* [Source passage]
+ + + + + + +
The researchers notice that Mr Jones has started consuming greater and greater quantities of drinks that are high in glucose. They are concerned that he will ultimately exhibit weight gain and loss of fitness even if the drinks may initially provide a short term energy boost when drunk. With weight gain comes obesity and chronic diseases.
Hence the hypothesis is that excess glucose consumption will manifest itself as a decline in average aerobic fitness and especially weight gain/BMI, increases in resting HR and BP. If this is not avoided then chronic diseases such as diabetes, heart disease etc could be evidenced in another 30 or 40 years. That is the scenario to be avoided.
It is a simple matter to measure Mr Jones’ annual aerobic fitness and as he continues to consume more glucose over say 15 years, his fitness appears to decline. Projecting this decline into the future suggests that in 30 years Mr. Jones will be obese, chronically unfit and with dangerous levels of BP.
However, Mr Jones is also invited to a fun run about every 1-2 years. Mr Jones undertakes a serious course of training for each of these runs which vary in their distance and calendar timing. The runs can take any distance between 5km and 15km and although the runs happen roughly around the same time they can be advanced or delayed by many months. Hence the intensity and length of the training cannot be predicted. But whenever Mr. Jones trains, his aerobic fitness dramatically improves. This fitness also lasts quite a while after the fun run.
+ + + + + + +
* [Extracted material]
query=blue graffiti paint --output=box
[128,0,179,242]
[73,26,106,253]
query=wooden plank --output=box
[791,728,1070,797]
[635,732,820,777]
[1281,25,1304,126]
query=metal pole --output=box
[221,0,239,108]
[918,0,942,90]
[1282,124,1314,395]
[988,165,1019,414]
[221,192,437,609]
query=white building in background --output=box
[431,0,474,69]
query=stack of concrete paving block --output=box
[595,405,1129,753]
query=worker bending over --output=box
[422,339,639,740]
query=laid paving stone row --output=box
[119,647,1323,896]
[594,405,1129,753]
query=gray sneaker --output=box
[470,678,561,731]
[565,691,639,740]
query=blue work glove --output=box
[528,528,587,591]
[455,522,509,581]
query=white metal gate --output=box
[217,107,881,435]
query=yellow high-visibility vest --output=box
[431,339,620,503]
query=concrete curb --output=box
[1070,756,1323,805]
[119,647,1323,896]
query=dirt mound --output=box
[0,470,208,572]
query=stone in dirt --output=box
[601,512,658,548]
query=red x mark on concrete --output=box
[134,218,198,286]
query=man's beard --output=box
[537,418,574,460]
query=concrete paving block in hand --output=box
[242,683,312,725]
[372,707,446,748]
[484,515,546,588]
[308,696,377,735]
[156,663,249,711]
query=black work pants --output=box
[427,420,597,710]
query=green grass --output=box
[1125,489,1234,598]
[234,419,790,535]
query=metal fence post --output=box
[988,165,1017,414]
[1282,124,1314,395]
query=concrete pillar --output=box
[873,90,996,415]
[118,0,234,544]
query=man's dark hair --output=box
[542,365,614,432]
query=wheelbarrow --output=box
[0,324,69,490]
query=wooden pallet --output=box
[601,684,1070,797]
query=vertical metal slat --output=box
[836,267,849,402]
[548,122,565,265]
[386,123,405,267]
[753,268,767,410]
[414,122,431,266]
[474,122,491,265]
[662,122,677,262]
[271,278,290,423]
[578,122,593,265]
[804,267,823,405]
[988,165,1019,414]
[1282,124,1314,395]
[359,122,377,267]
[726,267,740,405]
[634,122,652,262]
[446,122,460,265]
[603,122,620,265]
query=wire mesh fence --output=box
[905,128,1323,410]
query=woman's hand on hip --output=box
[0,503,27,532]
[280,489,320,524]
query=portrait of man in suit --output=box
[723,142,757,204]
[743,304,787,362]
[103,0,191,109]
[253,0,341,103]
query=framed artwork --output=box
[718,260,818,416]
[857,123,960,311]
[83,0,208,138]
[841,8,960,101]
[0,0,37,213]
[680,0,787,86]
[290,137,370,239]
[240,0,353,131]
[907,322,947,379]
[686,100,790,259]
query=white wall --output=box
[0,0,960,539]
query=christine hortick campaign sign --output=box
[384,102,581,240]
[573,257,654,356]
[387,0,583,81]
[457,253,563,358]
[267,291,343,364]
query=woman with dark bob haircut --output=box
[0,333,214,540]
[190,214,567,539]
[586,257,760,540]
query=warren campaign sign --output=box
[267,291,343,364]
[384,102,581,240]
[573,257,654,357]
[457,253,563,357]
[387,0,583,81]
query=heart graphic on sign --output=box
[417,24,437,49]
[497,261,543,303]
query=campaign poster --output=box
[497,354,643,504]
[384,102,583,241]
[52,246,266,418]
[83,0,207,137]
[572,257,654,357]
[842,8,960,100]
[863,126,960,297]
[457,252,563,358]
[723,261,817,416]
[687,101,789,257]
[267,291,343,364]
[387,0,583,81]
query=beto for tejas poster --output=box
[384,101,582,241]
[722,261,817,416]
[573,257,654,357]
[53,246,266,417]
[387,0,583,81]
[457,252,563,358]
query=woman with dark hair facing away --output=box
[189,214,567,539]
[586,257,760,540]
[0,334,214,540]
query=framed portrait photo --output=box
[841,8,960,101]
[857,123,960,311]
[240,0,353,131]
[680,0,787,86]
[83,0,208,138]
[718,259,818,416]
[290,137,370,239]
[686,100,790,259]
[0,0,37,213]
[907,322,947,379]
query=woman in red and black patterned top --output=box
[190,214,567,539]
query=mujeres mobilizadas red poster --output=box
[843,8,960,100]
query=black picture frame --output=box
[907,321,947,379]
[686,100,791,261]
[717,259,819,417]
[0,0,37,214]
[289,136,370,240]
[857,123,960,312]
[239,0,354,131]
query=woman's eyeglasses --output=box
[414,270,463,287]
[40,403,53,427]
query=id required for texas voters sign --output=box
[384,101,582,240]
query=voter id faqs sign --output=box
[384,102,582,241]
+ + + + + + +
* [Your objective]
Rewrite the passage on Mr Jones starting at "It is a simple" and ending at "the fun run.", and substitute "charity race" for "fun run". The records above are unrelated to the passage on Mr Jones.

* [Result for this exercise]
It is a simple matter to measure Mr Jones’ annual aerobic fitness and as he continues to consume more glucose over say 15 years, his fitness appears to decline. Projecting this decline into the future suggests that in 30 years Mr. Jones will be obese, chronically unfit and with dangerous levels of BP.
However, Mr Jones is also invited to a charity race about every 1-2 years. Mr Jones undertakes a serious course of training for each of these runs which vary in their distance and calendar timing. The runs can take any distance between 5km and 15km and although the runs happen roughly around the same time they can be advanced or delayed by many months. Hence the intensity and length of the training cannot be predicted. But whenever Mr. Jones trains, his aerobic fitness dramatically improves. This fitness also lasts quite a while after the charity race.